- Fragmento del documento
======

Mi ciudad personal en Berlín esta hecha también de esos pequeños hallazgos que a los escritores nos ayudan a sentirnos menos solos, uniéndonos a la familia extensa de la literatura.

Están esas canchas de tenis en la calle Ciceros escondidas tras un complejo de edificios de estilo Bauhaus. Llevaba dos meses frecuentándolas cuando por casualidad me entero de que en esas mismas pistas se ganaba la vida enseñando tenis, durante su exilio en el Berlín de los años 20, Vladimir Nabokov. Miro las cálidas canchas arcillosas, las hileras de viejos álamos recortados contra el cielo azulísimo de una tarde de primavera berlinesa, (¡el azul de Prusia!), imagino al hombre delgado, de largos pantalones blancos, con su raqueta de madera corriendo tras la pelota... No estoy exento del fetichismo de los escritores, se me disculpará quizá si confieso que a partir de entonces sentí que me mejoraba el servicio y hasta el estilo.

Y está el hotel Askanischenhof donde se quedaba Kafka -extranjero en Berlín-, cuando venía a ver a Felice Bauer. Desde este hotel le envió a su hermana Ottla una mariposa de papel, con un mecanismo de elástico que la hacía volar. La mariposa sobrevivió a la guerra y al campo de exterminio de Auschwitz donde Ottla fue asesinada. Un frágil objeto de papel despachado por el correo berlinés, que sigue volando hasta hoy.

======

- Registros de datos
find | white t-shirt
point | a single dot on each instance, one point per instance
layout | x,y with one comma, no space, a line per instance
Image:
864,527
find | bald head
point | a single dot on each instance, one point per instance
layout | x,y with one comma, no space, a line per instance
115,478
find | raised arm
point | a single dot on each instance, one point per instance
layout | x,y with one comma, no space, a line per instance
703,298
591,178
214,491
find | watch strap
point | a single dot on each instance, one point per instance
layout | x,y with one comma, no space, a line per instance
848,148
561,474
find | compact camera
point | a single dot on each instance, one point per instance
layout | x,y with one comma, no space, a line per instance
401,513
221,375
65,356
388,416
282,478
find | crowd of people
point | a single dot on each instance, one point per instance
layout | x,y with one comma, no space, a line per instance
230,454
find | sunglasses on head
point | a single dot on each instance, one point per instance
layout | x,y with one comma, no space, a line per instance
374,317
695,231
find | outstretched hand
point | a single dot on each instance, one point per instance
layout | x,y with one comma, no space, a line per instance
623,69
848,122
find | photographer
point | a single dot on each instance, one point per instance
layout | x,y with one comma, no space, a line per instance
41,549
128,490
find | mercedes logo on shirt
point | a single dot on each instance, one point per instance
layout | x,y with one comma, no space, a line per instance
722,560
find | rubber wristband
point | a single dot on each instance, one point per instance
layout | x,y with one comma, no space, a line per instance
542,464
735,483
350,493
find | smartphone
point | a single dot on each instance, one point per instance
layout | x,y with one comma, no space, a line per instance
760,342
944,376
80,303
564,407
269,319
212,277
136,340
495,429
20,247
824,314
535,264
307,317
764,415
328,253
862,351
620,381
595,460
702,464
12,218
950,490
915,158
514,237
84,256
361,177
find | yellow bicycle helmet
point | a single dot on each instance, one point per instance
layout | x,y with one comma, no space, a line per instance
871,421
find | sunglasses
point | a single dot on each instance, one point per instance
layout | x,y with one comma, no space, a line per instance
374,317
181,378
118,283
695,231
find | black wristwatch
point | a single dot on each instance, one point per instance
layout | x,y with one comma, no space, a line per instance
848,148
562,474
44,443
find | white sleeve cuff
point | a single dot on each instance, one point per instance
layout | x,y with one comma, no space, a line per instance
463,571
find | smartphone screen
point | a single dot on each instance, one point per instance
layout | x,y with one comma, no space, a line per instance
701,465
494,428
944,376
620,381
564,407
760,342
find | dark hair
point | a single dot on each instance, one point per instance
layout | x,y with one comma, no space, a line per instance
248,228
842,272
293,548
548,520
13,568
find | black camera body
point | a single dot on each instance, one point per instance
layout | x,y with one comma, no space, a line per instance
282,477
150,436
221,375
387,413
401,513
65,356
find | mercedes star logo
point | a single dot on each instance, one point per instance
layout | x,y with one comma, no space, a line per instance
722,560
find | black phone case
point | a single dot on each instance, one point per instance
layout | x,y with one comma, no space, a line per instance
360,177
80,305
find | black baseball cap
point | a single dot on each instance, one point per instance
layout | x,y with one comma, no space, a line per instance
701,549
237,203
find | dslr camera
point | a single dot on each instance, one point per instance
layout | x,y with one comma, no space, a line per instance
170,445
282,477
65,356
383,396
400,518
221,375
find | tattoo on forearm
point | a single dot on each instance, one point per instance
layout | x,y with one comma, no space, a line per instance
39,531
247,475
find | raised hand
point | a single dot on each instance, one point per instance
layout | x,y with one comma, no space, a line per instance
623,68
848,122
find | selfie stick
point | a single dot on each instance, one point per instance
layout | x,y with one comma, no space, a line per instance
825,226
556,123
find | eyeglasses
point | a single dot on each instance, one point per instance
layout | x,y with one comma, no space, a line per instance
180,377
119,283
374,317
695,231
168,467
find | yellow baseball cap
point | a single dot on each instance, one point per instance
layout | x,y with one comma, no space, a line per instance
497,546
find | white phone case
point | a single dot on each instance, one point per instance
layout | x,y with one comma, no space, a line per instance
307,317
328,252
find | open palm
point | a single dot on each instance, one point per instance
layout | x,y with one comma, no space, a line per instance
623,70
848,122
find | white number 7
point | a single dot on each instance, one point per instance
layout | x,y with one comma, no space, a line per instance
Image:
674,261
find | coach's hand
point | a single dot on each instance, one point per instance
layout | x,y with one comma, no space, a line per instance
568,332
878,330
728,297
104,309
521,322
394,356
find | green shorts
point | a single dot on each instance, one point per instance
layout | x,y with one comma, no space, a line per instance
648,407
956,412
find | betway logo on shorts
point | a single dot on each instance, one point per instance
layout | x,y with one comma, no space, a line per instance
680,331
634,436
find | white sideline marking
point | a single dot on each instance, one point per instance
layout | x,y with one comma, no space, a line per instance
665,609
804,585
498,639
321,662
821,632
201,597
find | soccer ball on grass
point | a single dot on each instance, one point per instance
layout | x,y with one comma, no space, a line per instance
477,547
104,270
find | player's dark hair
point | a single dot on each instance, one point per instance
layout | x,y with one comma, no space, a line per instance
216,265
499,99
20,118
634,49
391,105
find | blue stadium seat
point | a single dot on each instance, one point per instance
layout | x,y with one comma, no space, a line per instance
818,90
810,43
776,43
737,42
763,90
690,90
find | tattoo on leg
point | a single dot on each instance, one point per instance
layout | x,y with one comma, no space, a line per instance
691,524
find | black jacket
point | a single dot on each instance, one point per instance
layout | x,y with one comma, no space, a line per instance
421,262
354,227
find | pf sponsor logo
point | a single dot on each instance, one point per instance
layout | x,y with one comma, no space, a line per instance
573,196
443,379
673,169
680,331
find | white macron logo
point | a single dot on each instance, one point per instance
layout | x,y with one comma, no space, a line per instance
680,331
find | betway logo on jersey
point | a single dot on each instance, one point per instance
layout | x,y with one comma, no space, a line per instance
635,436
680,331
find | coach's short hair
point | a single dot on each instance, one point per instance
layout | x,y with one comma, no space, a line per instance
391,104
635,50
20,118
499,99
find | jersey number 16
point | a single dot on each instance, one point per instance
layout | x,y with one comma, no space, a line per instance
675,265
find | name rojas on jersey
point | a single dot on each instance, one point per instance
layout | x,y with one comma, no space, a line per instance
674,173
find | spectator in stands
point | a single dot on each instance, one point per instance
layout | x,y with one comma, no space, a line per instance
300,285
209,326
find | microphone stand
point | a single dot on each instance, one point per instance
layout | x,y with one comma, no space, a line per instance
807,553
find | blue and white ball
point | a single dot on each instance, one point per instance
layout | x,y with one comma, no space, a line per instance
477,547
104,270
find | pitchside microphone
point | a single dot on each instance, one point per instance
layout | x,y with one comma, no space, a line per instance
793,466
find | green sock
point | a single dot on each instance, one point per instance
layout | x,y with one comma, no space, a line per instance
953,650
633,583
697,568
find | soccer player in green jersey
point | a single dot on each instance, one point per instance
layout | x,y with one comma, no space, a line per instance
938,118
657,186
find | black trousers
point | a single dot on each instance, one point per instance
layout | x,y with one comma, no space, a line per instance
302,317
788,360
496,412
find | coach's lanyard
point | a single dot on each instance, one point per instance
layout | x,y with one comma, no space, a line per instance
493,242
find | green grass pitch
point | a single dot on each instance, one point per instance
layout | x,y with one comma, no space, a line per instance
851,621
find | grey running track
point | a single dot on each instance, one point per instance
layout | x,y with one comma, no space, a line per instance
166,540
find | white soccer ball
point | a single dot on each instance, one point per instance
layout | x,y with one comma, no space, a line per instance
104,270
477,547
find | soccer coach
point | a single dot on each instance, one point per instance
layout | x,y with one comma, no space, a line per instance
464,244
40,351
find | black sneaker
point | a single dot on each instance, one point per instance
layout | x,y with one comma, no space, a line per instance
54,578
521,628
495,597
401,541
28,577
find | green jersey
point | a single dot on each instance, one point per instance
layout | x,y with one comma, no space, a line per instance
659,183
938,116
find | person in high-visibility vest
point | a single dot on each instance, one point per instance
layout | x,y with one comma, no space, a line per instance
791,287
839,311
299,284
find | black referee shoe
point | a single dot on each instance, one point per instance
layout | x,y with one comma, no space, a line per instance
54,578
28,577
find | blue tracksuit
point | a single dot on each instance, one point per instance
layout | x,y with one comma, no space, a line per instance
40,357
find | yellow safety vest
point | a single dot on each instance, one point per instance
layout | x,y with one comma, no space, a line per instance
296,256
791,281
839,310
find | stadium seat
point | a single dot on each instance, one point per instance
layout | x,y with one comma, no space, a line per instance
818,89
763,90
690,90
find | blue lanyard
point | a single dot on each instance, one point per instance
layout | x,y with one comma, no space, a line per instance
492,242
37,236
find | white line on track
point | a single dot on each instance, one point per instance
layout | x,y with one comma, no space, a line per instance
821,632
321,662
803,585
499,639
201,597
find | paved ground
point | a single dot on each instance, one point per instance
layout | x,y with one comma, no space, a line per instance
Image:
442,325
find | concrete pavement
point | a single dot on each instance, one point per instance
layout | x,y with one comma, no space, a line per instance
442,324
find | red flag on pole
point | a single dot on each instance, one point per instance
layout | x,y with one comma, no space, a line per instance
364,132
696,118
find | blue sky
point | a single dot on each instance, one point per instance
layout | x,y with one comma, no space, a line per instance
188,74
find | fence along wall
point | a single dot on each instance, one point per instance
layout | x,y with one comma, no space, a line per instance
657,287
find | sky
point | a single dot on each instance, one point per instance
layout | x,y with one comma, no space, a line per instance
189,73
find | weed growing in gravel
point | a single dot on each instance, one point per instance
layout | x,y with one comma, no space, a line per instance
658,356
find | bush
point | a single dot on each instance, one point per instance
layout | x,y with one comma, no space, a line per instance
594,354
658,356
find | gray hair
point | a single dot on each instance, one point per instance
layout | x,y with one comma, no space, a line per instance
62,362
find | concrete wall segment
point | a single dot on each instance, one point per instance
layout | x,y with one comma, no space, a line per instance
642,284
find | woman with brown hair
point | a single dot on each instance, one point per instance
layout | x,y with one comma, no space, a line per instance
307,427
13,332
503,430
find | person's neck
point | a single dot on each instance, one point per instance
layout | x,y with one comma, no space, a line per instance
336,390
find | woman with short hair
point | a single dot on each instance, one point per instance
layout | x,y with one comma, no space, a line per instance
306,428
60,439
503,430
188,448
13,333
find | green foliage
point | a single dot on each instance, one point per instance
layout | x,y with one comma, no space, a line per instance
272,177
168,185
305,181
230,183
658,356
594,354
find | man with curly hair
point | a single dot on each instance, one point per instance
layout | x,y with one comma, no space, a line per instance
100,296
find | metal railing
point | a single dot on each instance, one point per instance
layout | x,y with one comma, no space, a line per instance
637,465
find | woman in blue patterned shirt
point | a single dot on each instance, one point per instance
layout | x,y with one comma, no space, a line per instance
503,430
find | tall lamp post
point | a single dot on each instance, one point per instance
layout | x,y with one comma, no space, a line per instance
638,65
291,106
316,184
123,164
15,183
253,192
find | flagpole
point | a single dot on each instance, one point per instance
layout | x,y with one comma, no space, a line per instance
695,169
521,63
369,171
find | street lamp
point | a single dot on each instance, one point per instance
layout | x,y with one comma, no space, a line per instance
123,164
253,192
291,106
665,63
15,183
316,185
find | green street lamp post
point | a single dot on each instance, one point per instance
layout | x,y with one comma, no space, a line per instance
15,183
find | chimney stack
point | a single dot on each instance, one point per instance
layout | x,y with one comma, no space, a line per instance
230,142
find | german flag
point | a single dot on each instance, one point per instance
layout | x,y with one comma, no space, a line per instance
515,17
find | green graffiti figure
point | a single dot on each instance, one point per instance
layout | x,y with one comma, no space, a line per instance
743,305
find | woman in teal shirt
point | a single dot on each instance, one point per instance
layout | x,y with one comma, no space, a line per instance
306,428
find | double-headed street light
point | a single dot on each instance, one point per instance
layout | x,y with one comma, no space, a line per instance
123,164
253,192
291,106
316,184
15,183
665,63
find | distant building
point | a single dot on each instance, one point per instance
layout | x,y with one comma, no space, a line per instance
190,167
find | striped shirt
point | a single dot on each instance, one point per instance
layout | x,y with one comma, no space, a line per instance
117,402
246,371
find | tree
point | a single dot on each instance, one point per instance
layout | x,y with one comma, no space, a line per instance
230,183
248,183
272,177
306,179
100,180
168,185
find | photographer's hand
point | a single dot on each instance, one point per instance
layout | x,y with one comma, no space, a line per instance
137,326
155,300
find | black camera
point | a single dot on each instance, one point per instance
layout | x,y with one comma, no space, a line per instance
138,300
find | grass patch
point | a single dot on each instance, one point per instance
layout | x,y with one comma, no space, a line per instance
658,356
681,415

======

- Detalles del problema
Reproduzca íntegramente y sin ninguna modificación el texto sobre las huellas de Nabokov y Kafka en Berlín.

- Solución propuesta
Mi ciudad personal en Berlín esta hecha también de esos pequeños hallazgos que a los escritores nos ayudan a sentirnos menos solos, uniéndonos a la familia extensa de la literatura.

Están esas canchas de tenis en la calle Ciceros escondidas tras un complejo de edificios de estilo Bauhaus. Llevaba dos meses frecuentándolas cuando por casualidad me entero de que en esas mismas pistas se ganaba la vida enseñando tenis, durante su exilio en el Berlín de los años 20, Vladimir Nabokov. Miro las cálidas canchas arcillosas, las hileras de viejos álamos recortados contra el cielo azulísimo de una tarde de primavera berlinesa, (¡el azul de Prusia!), imagino al hombre delgado, de largos pantalones blancos, con su raqueta de madera corriendo tras la pelota... No estoy exento del fetichismo de los escritores, se me disculpará quizá si confieso que a partir de entonces sentí que me mejoraba el servicio y hasta el estilo.

Y está el hotel Askanischenhof donde se quedaba Kafka -extranjero en Berlín-, cuando venía a ver a Felice Bauer. Desde este hotel le envió a su hermana Ottla una mariposa de papel, con un mecanismo de elástico que la hacía volar. La mariposa sobrevivió a la guerra y al campo de exterminio de Auschwitz donde Ottla fue asesinada. Un frágil objeto de papel despachado por el correo berlinés, que sigue volando hasta hoy.